**Directions for this task**
Could you copy out word for word every line from the first one below through the line that contains "[341, 1083]", with both of those lines included?

**Source data**
========================

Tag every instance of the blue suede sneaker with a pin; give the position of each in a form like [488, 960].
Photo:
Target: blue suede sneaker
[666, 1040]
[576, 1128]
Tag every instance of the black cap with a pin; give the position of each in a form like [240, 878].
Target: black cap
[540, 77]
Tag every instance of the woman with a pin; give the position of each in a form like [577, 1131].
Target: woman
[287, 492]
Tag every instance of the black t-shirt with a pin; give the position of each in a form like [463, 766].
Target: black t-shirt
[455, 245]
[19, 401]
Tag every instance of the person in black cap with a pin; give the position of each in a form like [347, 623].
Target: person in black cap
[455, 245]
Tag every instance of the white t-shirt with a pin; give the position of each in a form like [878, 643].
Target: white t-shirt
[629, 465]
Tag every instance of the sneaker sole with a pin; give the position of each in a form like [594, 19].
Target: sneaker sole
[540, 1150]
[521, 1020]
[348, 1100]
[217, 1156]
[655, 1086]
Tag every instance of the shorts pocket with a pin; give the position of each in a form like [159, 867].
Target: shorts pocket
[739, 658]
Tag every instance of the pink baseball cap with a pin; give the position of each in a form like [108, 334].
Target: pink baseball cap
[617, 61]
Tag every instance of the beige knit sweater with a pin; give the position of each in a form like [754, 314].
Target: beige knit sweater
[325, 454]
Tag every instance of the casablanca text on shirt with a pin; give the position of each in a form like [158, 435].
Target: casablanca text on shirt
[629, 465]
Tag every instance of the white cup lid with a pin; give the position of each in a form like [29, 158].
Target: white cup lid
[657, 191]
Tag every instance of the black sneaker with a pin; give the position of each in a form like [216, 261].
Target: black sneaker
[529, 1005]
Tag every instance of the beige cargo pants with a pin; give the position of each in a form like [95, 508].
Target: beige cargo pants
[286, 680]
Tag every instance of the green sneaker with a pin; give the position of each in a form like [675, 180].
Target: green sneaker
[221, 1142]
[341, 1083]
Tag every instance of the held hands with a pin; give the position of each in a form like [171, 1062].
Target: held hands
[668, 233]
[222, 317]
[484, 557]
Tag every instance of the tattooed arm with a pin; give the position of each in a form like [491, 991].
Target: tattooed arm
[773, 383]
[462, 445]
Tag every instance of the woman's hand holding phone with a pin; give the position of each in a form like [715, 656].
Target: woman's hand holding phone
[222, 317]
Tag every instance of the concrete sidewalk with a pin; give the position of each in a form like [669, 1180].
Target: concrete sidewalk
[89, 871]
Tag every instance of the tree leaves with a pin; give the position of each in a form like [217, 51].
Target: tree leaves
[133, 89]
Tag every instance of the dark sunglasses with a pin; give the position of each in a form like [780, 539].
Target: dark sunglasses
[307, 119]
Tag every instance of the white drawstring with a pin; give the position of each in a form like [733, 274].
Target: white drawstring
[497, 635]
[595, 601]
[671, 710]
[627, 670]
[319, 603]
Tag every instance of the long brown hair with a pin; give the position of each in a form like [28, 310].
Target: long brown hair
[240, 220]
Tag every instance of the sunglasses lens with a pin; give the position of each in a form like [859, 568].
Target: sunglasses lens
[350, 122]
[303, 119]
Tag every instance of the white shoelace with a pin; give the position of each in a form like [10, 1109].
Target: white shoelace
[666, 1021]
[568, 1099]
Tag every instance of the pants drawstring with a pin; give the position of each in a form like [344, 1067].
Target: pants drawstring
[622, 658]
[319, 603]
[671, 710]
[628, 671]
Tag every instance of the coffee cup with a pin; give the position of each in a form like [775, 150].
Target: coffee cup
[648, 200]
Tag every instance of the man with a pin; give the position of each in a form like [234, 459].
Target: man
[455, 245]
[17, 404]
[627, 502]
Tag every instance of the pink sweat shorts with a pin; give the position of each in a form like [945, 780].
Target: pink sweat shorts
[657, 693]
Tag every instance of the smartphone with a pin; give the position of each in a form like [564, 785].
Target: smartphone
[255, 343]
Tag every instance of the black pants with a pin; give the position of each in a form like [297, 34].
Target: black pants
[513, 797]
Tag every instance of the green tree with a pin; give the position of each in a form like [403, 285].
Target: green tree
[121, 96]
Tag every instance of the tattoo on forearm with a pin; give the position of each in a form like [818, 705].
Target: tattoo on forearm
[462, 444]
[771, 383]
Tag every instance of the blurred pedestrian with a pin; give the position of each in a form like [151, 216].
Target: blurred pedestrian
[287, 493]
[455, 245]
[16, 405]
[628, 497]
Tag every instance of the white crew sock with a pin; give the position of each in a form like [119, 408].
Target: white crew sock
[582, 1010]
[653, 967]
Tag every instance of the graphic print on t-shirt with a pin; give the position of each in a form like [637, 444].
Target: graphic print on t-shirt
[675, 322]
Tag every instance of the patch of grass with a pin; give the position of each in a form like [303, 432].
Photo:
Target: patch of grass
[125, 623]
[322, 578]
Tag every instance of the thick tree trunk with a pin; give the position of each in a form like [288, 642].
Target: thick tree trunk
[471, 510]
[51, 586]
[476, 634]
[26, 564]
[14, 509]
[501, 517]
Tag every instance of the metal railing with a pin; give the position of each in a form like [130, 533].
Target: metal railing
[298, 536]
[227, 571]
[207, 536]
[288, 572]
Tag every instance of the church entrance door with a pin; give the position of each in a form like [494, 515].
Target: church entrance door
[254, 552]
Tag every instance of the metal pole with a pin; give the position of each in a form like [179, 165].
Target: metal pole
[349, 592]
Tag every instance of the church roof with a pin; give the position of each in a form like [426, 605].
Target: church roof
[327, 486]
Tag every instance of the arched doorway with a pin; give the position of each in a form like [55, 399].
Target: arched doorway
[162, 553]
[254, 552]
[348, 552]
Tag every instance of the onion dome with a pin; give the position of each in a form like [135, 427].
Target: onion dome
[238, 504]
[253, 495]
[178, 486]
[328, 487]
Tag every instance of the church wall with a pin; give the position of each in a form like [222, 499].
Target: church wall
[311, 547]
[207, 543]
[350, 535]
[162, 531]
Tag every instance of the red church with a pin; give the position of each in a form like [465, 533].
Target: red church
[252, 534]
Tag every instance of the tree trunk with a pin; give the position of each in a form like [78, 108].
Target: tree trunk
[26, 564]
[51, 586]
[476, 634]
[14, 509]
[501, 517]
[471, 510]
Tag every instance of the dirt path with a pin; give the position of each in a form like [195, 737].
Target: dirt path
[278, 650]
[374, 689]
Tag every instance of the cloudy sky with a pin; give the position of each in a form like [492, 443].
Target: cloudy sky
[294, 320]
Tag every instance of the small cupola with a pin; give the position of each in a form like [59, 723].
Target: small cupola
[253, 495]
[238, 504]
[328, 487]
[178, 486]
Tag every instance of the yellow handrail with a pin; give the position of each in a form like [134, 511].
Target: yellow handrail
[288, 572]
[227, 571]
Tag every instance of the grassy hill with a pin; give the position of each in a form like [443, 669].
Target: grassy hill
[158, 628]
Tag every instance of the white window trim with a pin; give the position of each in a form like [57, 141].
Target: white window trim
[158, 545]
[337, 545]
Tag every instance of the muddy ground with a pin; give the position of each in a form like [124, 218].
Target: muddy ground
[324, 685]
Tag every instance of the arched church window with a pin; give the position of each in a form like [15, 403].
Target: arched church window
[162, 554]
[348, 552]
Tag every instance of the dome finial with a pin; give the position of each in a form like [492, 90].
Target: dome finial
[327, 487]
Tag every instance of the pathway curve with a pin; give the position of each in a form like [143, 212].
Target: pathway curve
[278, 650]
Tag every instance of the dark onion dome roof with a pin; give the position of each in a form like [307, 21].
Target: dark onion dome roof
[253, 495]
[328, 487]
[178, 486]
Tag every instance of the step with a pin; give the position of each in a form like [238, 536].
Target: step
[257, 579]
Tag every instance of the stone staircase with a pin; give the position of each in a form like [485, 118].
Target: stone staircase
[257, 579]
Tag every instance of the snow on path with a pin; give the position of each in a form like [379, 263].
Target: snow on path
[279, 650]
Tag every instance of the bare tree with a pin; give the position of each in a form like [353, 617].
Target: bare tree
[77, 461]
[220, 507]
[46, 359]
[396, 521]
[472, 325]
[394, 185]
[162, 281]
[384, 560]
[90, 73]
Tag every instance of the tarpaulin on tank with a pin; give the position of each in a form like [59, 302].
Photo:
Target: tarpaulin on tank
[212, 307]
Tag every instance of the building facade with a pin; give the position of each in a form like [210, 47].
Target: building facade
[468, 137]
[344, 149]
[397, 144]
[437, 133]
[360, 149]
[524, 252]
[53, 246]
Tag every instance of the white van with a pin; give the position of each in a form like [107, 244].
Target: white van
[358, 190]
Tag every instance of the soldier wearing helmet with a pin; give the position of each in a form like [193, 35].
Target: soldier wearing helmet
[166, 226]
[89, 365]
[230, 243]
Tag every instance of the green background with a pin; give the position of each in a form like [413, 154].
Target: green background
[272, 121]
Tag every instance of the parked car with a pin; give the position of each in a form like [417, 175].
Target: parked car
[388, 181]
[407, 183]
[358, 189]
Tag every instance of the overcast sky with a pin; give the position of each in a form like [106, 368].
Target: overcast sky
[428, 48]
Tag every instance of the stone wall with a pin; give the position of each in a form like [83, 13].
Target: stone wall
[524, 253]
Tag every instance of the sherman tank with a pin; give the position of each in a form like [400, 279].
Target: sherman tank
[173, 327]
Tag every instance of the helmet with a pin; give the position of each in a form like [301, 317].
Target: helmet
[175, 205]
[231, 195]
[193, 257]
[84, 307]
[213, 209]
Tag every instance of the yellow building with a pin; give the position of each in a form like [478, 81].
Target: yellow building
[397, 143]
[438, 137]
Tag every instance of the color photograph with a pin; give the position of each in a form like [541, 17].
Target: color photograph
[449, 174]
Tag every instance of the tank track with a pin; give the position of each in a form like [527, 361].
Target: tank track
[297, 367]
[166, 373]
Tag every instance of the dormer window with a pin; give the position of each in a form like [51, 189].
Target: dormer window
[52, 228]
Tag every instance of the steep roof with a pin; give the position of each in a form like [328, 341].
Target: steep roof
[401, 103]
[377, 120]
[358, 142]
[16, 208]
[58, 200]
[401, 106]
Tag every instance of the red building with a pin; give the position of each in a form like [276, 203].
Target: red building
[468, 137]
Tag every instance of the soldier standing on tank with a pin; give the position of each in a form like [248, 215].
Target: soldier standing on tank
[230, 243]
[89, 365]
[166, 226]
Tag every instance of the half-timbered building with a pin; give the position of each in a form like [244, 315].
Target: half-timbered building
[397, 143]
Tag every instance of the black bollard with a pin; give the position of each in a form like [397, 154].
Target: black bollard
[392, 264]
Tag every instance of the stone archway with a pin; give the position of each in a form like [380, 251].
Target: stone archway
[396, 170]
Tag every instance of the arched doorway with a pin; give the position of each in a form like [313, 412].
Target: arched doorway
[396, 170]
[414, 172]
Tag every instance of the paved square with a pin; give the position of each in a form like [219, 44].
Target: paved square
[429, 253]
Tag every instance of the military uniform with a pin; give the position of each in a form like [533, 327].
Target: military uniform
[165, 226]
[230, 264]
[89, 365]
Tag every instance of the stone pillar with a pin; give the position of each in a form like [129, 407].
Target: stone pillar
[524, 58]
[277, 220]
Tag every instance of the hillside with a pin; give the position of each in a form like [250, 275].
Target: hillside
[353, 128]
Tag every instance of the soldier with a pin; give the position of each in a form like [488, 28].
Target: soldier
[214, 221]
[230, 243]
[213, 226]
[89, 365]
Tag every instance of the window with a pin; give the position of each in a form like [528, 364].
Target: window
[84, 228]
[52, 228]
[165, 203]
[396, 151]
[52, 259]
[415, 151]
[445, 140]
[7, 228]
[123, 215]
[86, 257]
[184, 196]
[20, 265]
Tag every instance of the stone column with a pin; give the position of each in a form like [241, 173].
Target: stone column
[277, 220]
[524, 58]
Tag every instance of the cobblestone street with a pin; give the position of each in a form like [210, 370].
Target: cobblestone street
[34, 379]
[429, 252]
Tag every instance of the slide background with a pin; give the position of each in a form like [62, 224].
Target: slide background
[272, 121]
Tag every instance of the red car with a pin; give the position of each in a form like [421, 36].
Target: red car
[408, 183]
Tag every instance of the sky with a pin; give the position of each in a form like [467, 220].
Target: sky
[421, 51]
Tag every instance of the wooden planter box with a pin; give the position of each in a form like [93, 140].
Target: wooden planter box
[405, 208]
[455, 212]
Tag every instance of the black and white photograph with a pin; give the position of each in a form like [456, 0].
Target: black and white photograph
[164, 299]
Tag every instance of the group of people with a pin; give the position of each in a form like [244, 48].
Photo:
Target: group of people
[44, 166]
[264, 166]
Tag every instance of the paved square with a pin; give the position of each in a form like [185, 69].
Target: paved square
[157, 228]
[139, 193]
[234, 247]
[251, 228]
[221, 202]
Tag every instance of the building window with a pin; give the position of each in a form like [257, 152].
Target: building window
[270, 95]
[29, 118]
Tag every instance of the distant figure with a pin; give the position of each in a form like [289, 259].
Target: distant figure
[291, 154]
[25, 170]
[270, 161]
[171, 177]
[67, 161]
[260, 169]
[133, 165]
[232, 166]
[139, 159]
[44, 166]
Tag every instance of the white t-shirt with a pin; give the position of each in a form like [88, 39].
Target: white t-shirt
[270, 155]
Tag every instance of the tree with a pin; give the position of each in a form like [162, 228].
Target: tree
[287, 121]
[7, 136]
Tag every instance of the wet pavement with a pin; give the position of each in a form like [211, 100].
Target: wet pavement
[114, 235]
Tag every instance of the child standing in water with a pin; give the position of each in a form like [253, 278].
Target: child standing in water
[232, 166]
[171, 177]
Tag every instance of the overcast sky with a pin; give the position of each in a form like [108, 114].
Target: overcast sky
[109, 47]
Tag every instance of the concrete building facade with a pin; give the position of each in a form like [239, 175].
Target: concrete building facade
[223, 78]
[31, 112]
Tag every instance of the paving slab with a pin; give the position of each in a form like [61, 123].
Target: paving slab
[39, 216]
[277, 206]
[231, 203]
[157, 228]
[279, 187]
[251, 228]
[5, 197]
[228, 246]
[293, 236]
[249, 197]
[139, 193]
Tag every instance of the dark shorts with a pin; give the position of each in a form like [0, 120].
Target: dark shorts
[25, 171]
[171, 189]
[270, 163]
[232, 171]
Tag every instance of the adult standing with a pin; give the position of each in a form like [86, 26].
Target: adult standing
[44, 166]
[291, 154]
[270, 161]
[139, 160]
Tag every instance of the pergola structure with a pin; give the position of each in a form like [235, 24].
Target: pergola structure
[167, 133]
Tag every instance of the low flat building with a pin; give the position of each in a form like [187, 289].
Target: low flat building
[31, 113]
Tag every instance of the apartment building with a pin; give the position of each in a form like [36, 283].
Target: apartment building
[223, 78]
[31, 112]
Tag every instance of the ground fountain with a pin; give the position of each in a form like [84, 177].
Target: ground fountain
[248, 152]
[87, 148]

========================

**Final result**
Tag every instance of the blue suede sneaker with a pin; give the position of each in a form like [488, 960].
Photo:
Target: blue suede sneaker
[666, 1040]
[576, 1128]
Tag every instance of the black cap with a pin; give the position of each in a form like [240, 878].
Target: black cap
[540, 77]
Tag every instance of the woman with a pin; give the position of each in a form like [577, 1131].
Target: woman
[287, 492]
Tag every instance of the black t-shirt with a pin; give the position of each in a form like [463, 766].
Target: black t-shirt
[455, 245]
[19, 401]
Tag every instance of the person in black cap with a pin; give the position of each in a form like [347, 623].
Target: person in black cap
[455, 245]
Tag every instance of the white t-shirt with a pin; give the position of each in a form like [878, 643].
Target: white t-shirt
[629, 465]
Tag every instance of the sneaker sole with a pin; give the position of each in a form like [594, 19].
Target: sneaker sole
[540, 1150]
[521, 1020]
[348, 1100]
[217, 1156]
[655, 1086]
Tag every instance of the shorts pocket with a pin; give the position of each in a form like [159, 867].
Target: shorts pocket
[739, 658]
Tag every instance of the pink baseball cap with a pin; give the position of each in a form like [108, 334].
Target: pink baseball cap
[617, 61]
Tag every instance of the beige knit sweater with a pin; give the position of each in a form like [754, 314].
Target: beige knit sweater
[325, 454]
Tag every instance of the casablanca text on shirt with a pin; give the position of each in a form like [158, 435].
Target: casablanca text on shirt
[629, 465]
Tag every instance of the white cup lid with a pin; give the position of each in a form like [29, 158].
Target: white cup lid
[657, 191]
Tag every instance of the black sneaker with a pin; give the position of each in a form like [216, 261].
Target: black sneaker
[529, 1005]
Tag every instance of the beige cargo pants with a pin; give the position of each in a form like [95, 508].
Target: beige cargo pants
[286, 680]
Tag every instance of the green sneaker with a pin; give the position of each in a form like [675, 180].
Target: green sneaker
[221, 1142]
[341, 1083]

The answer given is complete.